##### WORKING DATA #####
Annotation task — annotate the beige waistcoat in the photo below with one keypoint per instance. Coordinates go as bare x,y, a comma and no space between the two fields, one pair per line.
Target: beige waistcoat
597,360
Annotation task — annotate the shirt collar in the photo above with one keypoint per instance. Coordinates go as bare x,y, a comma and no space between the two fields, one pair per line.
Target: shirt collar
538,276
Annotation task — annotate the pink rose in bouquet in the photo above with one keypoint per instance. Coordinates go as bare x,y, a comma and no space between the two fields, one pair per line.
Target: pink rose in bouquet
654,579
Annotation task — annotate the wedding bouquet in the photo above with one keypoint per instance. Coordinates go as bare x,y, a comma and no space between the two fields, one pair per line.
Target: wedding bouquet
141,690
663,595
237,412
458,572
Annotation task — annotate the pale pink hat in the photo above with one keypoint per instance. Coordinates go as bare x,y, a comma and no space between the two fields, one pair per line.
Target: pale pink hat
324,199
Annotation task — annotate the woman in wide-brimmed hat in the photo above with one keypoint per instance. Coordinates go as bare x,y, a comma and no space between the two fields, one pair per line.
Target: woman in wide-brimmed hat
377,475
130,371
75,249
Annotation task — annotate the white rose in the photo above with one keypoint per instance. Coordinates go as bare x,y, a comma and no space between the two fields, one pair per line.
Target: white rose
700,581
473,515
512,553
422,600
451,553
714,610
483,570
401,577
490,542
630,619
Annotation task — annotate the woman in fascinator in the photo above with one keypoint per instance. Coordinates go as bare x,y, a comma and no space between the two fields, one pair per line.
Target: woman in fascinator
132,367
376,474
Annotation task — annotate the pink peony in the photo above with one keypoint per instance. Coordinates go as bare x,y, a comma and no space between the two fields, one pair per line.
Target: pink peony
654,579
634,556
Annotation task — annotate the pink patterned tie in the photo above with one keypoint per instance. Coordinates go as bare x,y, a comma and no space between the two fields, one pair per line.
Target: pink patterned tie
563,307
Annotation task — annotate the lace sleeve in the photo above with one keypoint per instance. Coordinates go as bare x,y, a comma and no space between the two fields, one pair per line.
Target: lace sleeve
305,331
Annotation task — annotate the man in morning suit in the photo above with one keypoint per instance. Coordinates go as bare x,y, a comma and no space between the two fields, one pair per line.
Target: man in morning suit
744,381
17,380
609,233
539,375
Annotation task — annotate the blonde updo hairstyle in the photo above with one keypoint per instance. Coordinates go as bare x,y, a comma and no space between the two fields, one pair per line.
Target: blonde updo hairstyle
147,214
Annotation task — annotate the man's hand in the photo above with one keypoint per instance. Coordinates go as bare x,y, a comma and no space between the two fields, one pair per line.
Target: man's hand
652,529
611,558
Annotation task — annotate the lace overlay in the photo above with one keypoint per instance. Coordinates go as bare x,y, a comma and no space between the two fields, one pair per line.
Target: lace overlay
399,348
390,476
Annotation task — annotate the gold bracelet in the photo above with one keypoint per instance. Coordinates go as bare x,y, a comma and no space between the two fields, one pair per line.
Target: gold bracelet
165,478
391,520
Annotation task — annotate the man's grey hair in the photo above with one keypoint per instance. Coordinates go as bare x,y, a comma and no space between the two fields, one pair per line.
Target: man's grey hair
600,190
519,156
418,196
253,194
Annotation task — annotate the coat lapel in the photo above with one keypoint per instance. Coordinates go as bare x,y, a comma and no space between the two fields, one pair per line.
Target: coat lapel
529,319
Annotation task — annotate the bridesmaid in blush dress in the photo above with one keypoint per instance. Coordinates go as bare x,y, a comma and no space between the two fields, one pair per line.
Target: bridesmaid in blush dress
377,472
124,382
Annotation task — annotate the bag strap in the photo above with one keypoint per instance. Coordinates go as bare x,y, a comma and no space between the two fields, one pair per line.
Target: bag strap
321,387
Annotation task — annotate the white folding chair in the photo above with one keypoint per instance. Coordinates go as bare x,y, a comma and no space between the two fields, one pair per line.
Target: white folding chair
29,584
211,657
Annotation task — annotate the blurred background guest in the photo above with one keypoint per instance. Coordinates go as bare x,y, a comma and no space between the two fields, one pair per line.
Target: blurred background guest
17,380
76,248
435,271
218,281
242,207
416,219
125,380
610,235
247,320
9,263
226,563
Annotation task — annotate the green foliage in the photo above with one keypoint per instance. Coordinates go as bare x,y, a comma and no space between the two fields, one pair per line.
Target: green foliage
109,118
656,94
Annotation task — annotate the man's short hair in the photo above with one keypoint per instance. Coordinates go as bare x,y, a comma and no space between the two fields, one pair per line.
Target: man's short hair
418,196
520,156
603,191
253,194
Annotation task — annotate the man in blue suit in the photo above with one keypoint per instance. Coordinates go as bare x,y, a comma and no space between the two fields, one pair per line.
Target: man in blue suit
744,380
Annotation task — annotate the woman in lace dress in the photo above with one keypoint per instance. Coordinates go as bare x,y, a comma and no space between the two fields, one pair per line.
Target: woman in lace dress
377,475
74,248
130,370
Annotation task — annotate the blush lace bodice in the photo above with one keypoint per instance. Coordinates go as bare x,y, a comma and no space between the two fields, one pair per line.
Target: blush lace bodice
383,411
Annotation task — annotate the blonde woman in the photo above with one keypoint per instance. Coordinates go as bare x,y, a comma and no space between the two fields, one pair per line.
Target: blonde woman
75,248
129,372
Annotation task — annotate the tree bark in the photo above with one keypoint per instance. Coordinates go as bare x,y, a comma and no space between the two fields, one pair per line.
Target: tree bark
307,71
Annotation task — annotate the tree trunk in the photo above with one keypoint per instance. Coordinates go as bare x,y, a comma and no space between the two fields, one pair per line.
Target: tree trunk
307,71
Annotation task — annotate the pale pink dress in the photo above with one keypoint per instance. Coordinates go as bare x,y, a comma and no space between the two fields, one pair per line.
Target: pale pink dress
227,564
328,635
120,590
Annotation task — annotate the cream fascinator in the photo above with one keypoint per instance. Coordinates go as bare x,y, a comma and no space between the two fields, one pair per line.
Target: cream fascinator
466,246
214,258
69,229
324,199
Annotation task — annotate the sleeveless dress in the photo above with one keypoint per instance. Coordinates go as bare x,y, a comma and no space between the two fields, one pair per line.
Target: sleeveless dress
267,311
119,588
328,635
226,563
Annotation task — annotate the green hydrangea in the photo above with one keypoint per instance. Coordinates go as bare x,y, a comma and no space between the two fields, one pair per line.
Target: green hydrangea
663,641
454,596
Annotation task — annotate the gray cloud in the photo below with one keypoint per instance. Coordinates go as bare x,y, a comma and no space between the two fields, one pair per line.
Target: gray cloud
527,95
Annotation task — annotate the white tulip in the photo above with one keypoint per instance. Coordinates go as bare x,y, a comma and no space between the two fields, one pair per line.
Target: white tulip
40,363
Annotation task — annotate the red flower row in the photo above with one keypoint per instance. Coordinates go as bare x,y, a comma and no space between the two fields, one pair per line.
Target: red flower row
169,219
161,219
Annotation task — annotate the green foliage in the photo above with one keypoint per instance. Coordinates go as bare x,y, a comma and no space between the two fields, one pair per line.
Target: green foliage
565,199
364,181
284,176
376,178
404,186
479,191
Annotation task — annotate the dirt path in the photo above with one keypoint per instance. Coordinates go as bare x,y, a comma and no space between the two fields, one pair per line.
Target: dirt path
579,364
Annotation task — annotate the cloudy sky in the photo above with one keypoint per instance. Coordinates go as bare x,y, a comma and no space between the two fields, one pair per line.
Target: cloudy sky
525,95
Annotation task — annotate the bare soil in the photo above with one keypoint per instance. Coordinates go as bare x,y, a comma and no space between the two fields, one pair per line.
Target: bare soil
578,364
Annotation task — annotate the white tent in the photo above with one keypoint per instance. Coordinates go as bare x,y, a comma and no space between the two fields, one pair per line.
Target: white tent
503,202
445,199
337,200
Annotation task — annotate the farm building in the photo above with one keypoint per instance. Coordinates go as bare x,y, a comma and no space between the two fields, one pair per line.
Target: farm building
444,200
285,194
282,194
#####
__PROBLEM TO WORK ON__
Both end lines included, restate word for word the lines above from the line with "Target: lace overlay" to the line with "Annotation task — annotate the white folding", and nothing else.

__SOLUTION TO THIS PROBLEM__
Target: lace overlay
399,348
390,476
Annotation task — annotate the gold bracelet in the photo above with one keypoint per instance. Coordinates go as bare x,y, a comma and no space between the two fields, one pair per line.
Target: gold bracelet
165,478
391,520
Annotation task — annotate the man's grey hair in the photo above with one keypoint per instance. Coordinates go as bare x,y, a comma and no space between the two fields, one pair per line.
Target: man's grey hair
600,190
519,156
418,196
253,194
Annotation task — annotate the coat lapel in the photo above with one keypoint per instance. Coordinates go as bare x,y, a comma and no space between the two fields, one pair per line.
Target: coat lapel
529,319
Annotation task — annotate the bridesmaid in blush dress in the photo above with one keypoint per instance. Coordinates go as bare x,y, a comma and no space between the two fields, one pair per line.
Target: bridesmaid in blush dress
377,472
124,382
Annotation task — annotate the bag strap in the photo above with one keypoint per instance. Coordinates go as bare x,y, a comma and no space between the two fields, one pair per line.
Target: bag strap
321,387
Annotation task — annotate the white folding chair in the photo above with one keypoint per instance. Coordinates go as bare x,y, a comma and no space between the two fields, one pair per line.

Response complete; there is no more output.